### WORK TO BE COMPLETED:
The required answer is each line in the entries below where "tire" occurs.

### INPUT RECORDS:
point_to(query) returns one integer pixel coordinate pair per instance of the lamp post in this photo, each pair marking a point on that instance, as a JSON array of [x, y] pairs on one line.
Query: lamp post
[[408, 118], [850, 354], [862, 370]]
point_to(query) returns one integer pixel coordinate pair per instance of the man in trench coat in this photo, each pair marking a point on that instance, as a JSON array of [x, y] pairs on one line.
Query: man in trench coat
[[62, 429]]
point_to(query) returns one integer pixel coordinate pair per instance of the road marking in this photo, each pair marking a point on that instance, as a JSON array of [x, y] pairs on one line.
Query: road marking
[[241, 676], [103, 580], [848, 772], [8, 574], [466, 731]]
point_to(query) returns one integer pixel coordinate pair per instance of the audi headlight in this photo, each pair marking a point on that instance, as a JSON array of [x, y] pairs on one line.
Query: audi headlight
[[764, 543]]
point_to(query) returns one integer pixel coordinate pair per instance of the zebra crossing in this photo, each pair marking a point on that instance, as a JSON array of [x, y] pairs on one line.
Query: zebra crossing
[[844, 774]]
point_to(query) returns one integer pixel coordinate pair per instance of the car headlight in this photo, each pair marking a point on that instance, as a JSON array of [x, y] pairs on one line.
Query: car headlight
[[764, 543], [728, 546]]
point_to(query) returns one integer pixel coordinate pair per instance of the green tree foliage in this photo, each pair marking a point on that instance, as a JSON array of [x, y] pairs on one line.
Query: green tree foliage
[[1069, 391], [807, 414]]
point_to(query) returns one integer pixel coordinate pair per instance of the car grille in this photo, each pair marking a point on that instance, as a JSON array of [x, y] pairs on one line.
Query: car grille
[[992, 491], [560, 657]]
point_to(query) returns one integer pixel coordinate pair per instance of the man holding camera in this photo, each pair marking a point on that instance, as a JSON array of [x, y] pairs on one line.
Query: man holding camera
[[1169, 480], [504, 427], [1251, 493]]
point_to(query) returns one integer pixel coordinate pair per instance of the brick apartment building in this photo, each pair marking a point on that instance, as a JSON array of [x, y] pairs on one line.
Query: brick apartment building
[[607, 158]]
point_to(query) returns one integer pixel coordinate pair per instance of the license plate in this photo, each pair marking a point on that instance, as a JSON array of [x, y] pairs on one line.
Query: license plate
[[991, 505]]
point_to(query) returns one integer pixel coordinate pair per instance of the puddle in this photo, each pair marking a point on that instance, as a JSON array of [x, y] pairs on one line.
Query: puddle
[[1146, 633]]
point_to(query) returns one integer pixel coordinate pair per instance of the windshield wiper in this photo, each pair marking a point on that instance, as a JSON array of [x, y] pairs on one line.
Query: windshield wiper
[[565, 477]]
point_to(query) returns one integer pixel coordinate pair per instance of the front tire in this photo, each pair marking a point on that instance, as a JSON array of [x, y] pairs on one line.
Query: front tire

### EXERCISE OUTPUT:
point_to(query) returns one integer pixel coordinate pair per instance of the front tire in this photo, each pair marking a point on that instance, as a JSON array of [x, y] pairs on one line.
Query: front tire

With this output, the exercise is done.